**DOCUMENT PASSAGE**:
________
File 78: The Prospect of Chemical Imaging

It must not be forgotten that uncovered thin sections are still a natural soil sample. Minerals and organic matter remain accessible for measurements, and this is particularly true with modern instruments, with which it is possible to map the chemical and mineralogical compositions of the various components forming the soil. This section provides a few examples of chemical measurements made on sections or small soil objects, performed with different instruments.

Captions from upper left corner to lower right corner.

1.:

S155 two-volume ablation cell of a RESOlution ablation system. A sample shuttle for custom-sized samples (in red) is partly inserted in the cell (in yellow). The ablated aerosol is extracted through the extraction funnel in the central part of the cell and directed towards the torch of the ICP-MS, where the ablated particles are heated and vaporized, and the chemical elements contained in them, ionized. Courtesy of Dr. Alexey Ulyanov (University of Lausanne).

2.:

Comparison of REE average distributions in carbonate nodules (n = 11; upper curve in black) and soils (n = 8; lower curve in black) with respect to Saharan dust (in orange). Dark grey shaded area refers to (1σ) standard deviation. Paleo-Vertisols from northern Cameroon (Dietrich et al. 2017). The REE abundance has been directly measured by laser-ablation ICP-MS with the instrument shown partially in photograph 1.

3.:

PPL, XPL, and scanning electron microscope in backscattered electron mode views of a carbonate nodule from a Vertisol (Cameroon).

4.:

Distribution maps of elements (Ca, Si, Al, Mg, Fe, K, Na, and Ti) obtained using wavelength-dispersive X-ray spectroscopy of the same sample as in 3. Warmer colours refer to relatively higher contents. Courtesy of Dr. Nathalie Diaz (University of Lausanne).

5.–6.:

NanoSIMS images of glycine-derived 13 C and 15 N spots identified at the surface of soil aggregates, randomly isolated from soil density fractions, separated from a surface forest soil, and incubated for 8 h with uniformly 13 C15 N-labelled glycine (Hatton et al. 2015). The arrow represents the natural values for 13 C and 15 N isotope ratios. Courtesy of Dr. Laurent Remusat (Muséum National d’Histoire Naturelle, France).

7.:

Thin section (bright light in the centre) placed under the microXAS beamline at the Swiss Light Source, Paul Scherrer Institute, Villigen PSI, Switzerland.

8.:

Map of cryptomelane distribution (low content in blue, high content in yellow) inside a digitate manganese nodule observed in a soil developed on travertine, Morocco. The nodule is approximately 100 μm in width.
________
**SOURCE DATA**:
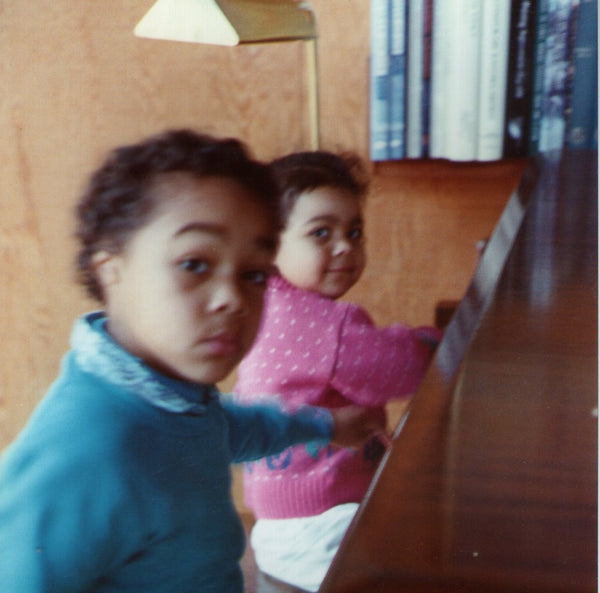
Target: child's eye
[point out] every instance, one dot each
(194, 265)
(257, 277)
(321, 233)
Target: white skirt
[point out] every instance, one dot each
(299, 551)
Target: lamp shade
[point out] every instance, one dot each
(228, 22)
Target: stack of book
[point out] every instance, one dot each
(482, 80)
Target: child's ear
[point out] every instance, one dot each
(107, 269)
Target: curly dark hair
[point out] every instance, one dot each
(302, 172)
(119, 198)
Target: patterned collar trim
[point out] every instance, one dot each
(97, 353)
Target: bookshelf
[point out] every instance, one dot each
(482, 81)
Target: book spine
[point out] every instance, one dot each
(463, 91)
(541, 27)
(492, 79)
(440, 64)
(583, 120)
(427, 33)
(519, 88)
(379, 81)
(397, 79)
(556, 89)
(414, 123)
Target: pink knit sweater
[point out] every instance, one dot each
(316, 351)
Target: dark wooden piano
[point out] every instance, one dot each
(490, 484)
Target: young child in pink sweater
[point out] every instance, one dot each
(313, 349)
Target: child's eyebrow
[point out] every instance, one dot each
(331, 219)
(265, 242)
(201, 227)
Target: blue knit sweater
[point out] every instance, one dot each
(120, 481)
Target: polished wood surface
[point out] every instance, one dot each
(491, 482)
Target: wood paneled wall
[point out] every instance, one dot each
(76, 82)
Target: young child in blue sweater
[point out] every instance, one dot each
(120, 480)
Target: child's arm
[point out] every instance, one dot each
(258, 431)
(375, 364)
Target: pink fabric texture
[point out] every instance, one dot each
(311, 350)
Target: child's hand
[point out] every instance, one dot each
(355, 425)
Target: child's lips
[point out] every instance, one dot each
(224, 343)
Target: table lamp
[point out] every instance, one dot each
(235, 22)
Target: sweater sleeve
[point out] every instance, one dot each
(260, 430)
(374, 364)
(53, 520)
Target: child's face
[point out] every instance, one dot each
(322, 246)
(186, 294)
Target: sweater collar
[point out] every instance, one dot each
(97, 353)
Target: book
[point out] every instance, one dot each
(541, 27)
(495, 25)
(583, 119)
(379, 81)
(414, 103)
(427, 34)
(556, 88)
(397, 78)
(462, 86)
(438, 79)
(519, 80)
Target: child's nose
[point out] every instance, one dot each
(227, 296)
(341, 246)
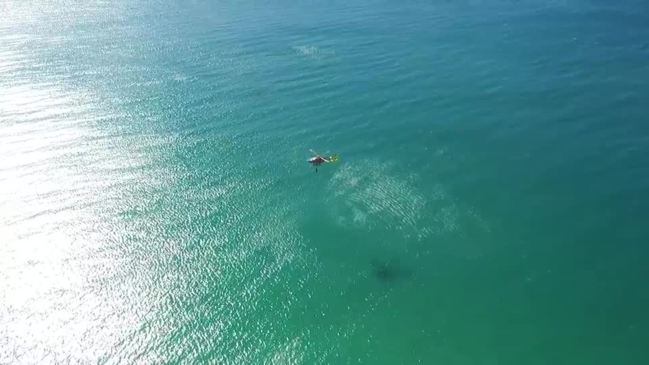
________
**WHAT NEEDS TO BE DONE**: Copy the stretch of the chemical imaging text from "PPL, XPL, and" through "Diaz (University of Lausanne).", without changing a word.

**RESPONSE TO THE EXERCISE**:
PPL, XPL, and scanning electron microscope in backscattered electron mode views of a carbonate nodule from a Vertisol (Cameroon).

4.:

Distribution maps of elements (Ca, Si, Al, Mg, Fe, K, Na, and Ti) obtained using wavelength-dispersive X-ray spectroscopy of the same sample as in 3. Warmer colours refer to relatively higher contents. Courtesy of Dr. Nathalie Diaz (University of Lausanne).